■ Task requirements
Nothing but the lines from the line with "caboose window in the photo above." through the end of the data is to be copied, and each is to be copied exactly.

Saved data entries
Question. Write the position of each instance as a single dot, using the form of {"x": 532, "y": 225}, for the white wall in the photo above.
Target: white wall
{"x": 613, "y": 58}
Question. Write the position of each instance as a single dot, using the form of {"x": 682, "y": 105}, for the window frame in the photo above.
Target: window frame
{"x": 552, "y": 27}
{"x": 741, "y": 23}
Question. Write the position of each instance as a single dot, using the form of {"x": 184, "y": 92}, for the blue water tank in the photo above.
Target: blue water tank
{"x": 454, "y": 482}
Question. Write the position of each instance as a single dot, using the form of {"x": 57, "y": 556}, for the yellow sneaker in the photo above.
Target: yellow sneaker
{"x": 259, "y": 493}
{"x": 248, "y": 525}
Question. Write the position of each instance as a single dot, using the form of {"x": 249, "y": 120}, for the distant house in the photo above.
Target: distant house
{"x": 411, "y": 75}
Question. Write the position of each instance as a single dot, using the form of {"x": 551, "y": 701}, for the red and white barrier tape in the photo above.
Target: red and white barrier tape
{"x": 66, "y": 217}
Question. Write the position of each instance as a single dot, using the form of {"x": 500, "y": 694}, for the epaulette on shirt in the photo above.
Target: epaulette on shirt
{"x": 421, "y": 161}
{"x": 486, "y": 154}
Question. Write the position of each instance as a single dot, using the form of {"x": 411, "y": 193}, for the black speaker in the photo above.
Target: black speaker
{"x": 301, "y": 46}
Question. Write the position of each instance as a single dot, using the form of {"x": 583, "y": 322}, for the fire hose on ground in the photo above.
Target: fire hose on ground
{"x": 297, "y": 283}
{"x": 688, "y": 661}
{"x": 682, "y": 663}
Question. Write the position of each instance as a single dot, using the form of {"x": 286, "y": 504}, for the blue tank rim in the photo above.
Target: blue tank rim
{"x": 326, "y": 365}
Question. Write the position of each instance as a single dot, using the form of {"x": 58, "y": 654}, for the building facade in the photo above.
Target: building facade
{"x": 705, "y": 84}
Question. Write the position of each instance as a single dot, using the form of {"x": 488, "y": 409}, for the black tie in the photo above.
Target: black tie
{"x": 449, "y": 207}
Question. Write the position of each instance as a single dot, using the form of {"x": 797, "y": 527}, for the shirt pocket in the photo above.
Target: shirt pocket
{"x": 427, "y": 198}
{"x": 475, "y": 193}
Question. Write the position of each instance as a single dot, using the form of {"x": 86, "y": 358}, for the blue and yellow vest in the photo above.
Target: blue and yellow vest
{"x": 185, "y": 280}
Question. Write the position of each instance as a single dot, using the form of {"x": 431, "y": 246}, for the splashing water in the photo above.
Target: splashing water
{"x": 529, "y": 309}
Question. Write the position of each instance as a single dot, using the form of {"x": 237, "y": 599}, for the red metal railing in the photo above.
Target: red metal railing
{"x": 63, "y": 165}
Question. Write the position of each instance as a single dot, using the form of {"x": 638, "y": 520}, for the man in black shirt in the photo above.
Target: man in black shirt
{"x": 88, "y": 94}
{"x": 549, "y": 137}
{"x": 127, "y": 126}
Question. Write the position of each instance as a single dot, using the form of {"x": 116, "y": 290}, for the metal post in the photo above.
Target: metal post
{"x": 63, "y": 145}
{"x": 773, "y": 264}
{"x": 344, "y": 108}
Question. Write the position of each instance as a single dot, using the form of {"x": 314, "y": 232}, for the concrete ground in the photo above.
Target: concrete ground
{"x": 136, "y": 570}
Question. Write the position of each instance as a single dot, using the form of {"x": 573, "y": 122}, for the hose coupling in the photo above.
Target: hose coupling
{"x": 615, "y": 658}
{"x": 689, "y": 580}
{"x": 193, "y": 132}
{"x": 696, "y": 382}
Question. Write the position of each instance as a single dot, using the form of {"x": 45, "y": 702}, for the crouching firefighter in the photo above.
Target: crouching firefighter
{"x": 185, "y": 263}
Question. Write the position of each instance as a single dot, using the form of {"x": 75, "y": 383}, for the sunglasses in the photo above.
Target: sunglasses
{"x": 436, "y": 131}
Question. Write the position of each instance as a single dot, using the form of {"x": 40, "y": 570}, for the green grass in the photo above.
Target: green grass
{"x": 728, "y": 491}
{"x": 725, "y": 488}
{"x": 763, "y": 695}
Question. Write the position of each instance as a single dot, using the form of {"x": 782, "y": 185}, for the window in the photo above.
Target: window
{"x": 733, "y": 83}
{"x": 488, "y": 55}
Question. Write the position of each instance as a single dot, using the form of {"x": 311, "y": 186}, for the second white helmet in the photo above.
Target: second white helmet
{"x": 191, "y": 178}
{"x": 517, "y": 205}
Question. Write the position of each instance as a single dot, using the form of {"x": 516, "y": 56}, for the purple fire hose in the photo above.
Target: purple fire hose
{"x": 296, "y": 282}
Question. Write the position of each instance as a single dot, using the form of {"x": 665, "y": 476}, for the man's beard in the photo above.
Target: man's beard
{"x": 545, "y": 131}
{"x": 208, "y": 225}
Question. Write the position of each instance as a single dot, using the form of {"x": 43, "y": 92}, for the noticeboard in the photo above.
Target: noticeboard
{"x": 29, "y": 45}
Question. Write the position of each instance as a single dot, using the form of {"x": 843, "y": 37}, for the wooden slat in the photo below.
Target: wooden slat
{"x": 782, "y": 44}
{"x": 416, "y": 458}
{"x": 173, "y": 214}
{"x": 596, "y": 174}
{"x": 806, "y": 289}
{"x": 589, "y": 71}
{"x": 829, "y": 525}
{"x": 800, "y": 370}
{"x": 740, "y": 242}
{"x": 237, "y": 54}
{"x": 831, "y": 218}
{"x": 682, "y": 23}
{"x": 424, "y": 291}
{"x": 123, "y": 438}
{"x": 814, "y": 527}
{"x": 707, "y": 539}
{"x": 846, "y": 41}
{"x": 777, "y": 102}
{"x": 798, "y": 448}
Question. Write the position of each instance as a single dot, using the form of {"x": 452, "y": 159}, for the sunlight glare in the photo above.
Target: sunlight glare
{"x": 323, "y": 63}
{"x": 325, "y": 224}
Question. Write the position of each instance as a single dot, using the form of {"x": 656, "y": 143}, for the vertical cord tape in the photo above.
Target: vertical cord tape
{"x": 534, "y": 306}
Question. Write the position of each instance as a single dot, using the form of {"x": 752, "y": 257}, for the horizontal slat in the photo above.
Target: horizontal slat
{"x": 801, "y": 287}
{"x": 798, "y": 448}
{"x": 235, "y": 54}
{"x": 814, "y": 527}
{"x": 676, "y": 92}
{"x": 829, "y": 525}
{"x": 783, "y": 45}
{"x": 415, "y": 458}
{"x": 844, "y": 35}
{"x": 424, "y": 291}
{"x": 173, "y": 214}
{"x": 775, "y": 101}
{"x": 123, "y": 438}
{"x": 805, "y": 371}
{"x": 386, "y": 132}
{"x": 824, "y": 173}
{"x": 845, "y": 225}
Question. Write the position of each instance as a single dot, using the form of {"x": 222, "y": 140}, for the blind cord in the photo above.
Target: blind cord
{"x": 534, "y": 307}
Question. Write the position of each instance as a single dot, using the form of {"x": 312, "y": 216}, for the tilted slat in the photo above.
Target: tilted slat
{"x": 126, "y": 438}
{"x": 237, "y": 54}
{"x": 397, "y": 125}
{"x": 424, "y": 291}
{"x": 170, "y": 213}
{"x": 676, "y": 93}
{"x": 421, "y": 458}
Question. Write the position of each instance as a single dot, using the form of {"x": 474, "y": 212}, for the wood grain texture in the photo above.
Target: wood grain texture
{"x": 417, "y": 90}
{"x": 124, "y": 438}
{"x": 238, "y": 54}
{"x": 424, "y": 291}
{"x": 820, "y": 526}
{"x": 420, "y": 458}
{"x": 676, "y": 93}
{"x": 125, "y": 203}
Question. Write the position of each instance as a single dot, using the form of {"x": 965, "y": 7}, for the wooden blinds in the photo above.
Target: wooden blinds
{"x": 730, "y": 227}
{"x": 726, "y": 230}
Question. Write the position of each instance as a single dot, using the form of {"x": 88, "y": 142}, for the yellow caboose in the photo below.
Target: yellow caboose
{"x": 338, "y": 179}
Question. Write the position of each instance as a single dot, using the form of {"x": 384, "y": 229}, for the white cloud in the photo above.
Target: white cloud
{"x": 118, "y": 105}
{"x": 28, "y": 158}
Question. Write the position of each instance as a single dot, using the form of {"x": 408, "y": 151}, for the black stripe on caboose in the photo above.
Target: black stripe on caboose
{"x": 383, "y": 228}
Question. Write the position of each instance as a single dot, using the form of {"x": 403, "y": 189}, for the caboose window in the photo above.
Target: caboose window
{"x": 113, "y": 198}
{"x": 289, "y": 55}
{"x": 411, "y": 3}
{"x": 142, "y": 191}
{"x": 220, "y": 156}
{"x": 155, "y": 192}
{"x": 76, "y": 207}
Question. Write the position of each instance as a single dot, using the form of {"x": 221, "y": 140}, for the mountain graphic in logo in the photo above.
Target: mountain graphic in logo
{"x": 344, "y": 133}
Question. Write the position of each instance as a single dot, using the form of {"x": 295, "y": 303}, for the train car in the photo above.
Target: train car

■ Solved problem
Question. Write the position of each instance as a single dot, using the form of {"x": 403, "y": 189}, for the caboose window in the photo above.
Target: caboose window
{"x": 113, "y": 198}
{"x": 289, "y": 55}
{"x": 411, "y": 3}
{"x": 142, "y": 191}
{"x": 220, "y": 156}
{"x": 155, "y": 192}
{"x": 76, "y": 207}
Question. Write the position of each instance as a single dot, using the form of {"x": 221, "y": 140}, for the mountain graphic in logo in the photo above.
Target: mountain graphic in logo
{"x": 344, "y": 133}
Question. Write the position of each instance as a single dot, using the form of {"x": 295, "y": 303}, for the train car in the photo above.
Target: train car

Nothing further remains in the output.